Texte source:
┄┄┄┄┄┄┄┄┄┄
Mis au pied du mur, le comte Herbert allégua qu’il ne pouvait prendre une résolution sans consulter le chancelier et s’engagea à faire connaître sa réponse à quelques jours de là. L’ambassadeur insista sur la nécessité, dans l’intérêt des deux gouvernemens, de ne pas la faire attendre. En France, où déjà se manifestait un certain émoi, elle était impatiemment attendue, et il convenait de couper court aux commentaires irritans. Dès le lendemain, il revenait à la charge. Il en fut de même durant toute une semaine, et sans doute ses entretiens avec le ministre allemand se ressentirent parfois de l’irritabilité de celui-ci, car, trois ans plus tard, au moment de la chute des Bismarck, M. Jules Herbette en conservait le souvenir et, faisant allusion aux violences de langage du comte Herbert, les rappelait en ces termes :

« Espérant m’intimider, il le prit un jour de très haut à propos de l’espionnage pratiqué en Allemagne par des fonctionnaires français. J’élevai aussitôt le ton au morne diapason et je répondis que le gouvernement allemand, se servant plus que tout autre de moyens occultas, ne devait s’étonner que d’une chose : c’est qu’on usât aussi timidement à son égard des mêmes moyens. Je repris ensuite :

« — Mais pourquoi nous emportons-nous ? Parlons tranquillement ; nous n’en serons que plus facilement d’accord. »
┄┄┄┄┄┄┄┄┄┄
Liste des entrées:
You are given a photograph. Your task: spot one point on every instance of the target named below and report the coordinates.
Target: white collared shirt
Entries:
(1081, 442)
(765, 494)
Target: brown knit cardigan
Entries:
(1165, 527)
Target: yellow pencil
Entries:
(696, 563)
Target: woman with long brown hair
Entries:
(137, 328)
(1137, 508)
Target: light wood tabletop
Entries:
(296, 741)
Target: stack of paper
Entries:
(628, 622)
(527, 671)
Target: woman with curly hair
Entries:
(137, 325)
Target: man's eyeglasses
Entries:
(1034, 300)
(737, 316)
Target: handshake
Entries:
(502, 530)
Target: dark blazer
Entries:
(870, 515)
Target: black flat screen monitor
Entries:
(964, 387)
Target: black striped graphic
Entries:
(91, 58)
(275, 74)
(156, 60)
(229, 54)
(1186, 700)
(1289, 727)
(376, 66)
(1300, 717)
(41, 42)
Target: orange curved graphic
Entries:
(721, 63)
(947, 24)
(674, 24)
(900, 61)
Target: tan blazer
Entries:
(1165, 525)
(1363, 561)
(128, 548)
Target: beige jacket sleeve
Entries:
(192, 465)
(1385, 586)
┄┄┄┄┄┄┄┄┄┄
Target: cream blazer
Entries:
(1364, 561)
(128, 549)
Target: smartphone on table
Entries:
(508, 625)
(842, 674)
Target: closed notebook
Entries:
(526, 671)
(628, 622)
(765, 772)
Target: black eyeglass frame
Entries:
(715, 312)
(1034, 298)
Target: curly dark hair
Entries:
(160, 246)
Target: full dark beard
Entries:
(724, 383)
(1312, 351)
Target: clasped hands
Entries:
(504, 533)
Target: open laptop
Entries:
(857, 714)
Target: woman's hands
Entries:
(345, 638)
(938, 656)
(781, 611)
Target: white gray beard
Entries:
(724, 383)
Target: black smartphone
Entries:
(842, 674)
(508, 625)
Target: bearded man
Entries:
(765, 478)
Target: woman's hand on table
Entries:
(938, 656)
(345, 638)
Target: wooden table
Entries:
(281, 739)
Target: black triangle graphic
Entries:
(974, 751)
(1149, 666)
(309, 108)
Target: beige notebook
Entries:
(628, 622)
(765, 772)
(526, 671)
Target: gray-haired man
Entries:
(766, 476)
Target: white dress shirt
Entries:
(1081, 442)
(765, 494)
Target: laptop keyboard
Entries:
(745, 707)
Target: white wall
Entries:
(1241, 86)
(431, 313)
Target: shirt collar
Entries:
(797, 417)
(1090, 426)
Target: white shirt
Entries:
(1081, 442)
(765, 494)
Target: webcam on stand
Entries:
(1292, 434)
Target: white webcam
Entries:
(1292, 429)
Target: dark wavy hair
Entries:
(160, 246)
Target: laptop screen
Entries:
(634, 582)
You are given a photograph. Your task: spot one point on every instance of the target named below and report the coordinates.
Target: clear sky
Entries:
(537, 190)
┄┄┄┄┄┄┄┄┄┄
Énoncé du problème A:
Répondez à ces questions sur le texte source :
(i) Qui le comte Herbert disait-il devoir consulter avant de prendre une résolution ?
(ii) Pendant combien de temps l'ambassadeur revint-il à la charge ?
(iii) À propos de quoi le comte Herbert le prit-il un jour de très haut ?
Énoncé du problème B:
Dans les entrées, entre la ligne qui contient « Target: smartphone on table » et celle qui contient « (1312, 351) », ces deux lignes comprises, substituez « black » à « dark ». Redonnez uniquement ces lignes, sans rien y changer d'autre.
Le texte source et les entrées sont deux documents sans lien entre eux.

Réponse complète A:
(i) Le chancelier.
(ii) Durant toute une semaine.
(iii) À propos de l'espionnage pratiqué en Allemagne par des fonctionnaires français.

Réponse complète B:
Target: smartphone on table
Entries:
(508, 625)
(842, 674)
Target: closed notebook
Entries:
(526, 671)
(628, 622)
(765, 772)
Target: black eyeglass frame
Entries:
(715, 312)
(1034, 298)
Target: curly black hair
Entries:
(160, 246)
Target: full black beard
Entries:
(724, 383)
(1312, 351)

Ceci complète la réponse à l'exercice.